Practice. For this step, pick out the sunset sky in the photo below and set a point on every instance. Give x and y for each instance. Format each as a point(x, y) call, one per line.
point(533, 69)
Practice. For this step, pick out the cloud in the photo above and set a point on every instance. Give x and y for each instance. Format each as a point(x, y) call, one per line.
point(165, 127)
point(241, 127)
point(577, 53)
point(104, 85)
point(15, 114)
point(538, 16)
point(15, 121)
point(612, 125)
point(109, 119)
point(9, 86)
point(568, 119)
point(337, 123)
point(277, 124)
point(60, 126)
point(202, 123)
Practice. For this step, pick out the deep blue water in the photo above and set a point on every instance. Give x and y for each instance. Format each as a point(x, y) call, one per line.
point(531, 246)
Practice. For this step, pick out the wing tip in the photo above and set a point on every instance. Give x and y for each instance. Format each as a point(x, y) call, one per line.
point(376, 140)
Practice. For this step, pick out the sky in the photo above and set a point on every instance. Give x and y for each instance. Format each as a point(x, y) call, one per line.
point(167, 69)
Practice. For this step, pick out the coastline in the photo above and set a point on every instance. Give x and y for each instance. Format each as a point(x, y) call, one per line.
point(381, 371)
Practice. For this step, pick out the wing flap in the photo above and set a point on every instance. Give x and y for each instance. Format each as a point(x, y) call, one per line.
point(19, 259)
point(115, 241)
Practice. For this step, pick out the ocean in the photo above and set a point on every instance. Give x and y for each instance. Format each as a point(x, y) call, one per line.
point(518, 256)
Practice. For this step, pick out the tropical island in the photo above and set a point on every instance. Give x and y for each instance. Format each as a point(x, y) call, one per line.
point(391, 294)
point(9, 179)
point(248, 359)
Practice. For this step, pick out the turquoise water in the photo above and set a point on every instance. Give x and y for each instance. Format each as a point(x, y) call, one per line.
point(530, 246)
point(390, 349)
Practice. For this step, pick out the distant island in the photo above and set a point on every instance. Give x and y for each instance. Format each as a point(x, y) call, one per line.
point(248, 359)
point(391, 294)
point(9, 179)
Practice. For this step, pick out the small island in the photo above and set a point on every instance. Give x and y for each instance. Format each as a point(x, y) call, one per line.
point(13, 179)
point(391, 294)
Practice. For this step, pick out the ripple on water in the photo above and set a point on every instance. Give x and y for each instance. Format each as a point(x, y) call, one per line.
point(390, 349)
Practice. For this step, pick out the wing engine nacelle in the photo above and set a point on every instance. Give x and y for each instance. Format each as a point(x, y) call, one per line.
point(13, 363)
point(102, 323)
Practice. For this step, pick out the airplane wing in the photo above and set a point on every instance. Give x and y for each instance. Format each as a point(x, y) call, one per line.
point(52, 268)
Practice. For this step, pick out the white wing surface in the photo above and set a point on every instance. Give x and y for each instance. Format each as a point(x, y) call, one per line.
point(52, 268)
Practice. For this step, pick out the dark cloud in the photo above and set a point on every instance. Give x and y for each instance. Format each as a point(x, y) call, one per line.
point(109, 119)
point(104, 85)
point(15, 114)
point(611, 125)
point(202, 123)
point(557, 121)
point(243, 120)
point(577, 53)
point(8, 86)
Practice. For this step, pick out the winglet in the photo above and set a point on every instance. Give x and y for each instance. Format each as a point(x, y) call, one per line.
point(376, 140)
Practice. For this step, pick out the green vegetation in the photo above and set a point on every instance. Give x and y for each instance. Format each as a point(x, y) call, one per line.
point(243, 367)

########################################

All of the records shown above should be reproduced exactly.

Task solution –
Practice. For this step, pick out the sunset sky in the photo below and set a point on every instance. Give x and y for each instance. Format each as a point(x, y) call, one per line.
point(533, 69)
Practice. For this step, pick out the cloud in the photo above and set a point on every instance. Give x and y for each instance. Format each as a point(x, y) call, one per line.
point(165, 127)
point(241, 127)
point(577, 53)
point(104, 85)
point(15, 114)
point(538, 16)
point(15, 121)
point(612, 125)
point(109, 119)
point(9, 86)
point(568, 119)
point(337, 123)
point(277, 124)
point(60, 126)
point(202, 123)
Practice. For this step, pick out the deep blue water in the photo above and set a point on every instance. Give x and y for each instance. Format each as a point(x, y) call, one per line.
point(531, 246)
Practice. For this step, pick out the wing tip in the photo above and set a point on every instance. Give x and y for each instance. Format each as a point(x, y) call, one per line.
point(376, 140)
Practice. For this step, pick out the sky in the photo above and set a point on every instance. Give x and y for each instance. Format each as a point(x, y) call, one per line.
point(167, 69)
Practice. For this step, pick out the coastline in the photo above and set a point on every instance. Give x and y for each instance. Format each as a point(x, y) call, one per line.
point(381, 371)
Practice. For this step, pick out the wing flap in the photo above and set a point on every instance. Give x and y for each instance. Format each as a point(x, y) call, one per line.
point(19, 259)
point(115, 241)
Practice. For this step, pick out the ocean in the photo above and set a point on every instance. Give x and y for each instance. Format each as a point(x, y) call, one per line.
point(518, 256)
Practice. For this step, pick out the tropical island in the photo above and set a point on every instance. Give x and y for each instance. Format each as a point(x, y) call, one per line.
point(391, 294)
point(9, 179)
point(248, 359)
Practice. For this step, pick out the turquoise water in the photo above and set a point on every instance. Give x and y for each instance. Format each as a point(x, y) call, one per line.
point(530, 246)
point(390, 349)
Practice. For this step, pick out the distant island in the photo above and set a point on every instance. Give x and y for each instance. Format each as a point(x, y) call, one per line.
point(248, 359)
point(391, 294)
point(9, 179)
Practice. For this step, pick out the small island in the photo above and set a point on every instance. Give x and y for each instance. Format each as a point(x, y) call, one per line.
point(13, 179)
point(391, 294)
Practice. For this step, pick out the ripple on water in the photo above and set a point on every instance. Give x and y for each instance. Format each as a point(x, y) call, one per line.
point(390, 349)
Practice. For this step, pick out the wing engine nacelle in the photo above and set a point on every instance. Give x and y for each instance. Format each as a point(x, y) call, one per line.
point(13, 363)
point(102, 323)
Practice. For this step, pick out the airplane wing in the photo above and set a point on every instance. Give x and y for each instance. Format each as a point(x, y) call, one per line.
point(52, 268)
Practice. For this step, pick out the white wing surface in the photo above and set a point on every instance. Give x and y for each instance. Format each as a point(x, y) call, one per line.
point(52, 268)
Practice. For this step, pick out the dark cloud in the photo above and set a point on every instance. Give x and y for each instance. Format each as a point(x, y) call, one per line.
point(109, 119)
point(104, 85)
point(15, 114)
point(611, 125)
point(202, 123)
point(557, 121)
point(243, 120)
point(577, 53)
point(8, 86)
Practice. For this step, pick out the winglet in the photo above and set a point on every instance. Give x and y for each instance. Format each as a point(x, y) call, one per line.
point(376, 140)
Practice. For this step, pick out the green vegetation in the photo above and set a point on every instance. Give x and y for each instance. Format each as a point(x, y) call, one per line.
point(243, 367)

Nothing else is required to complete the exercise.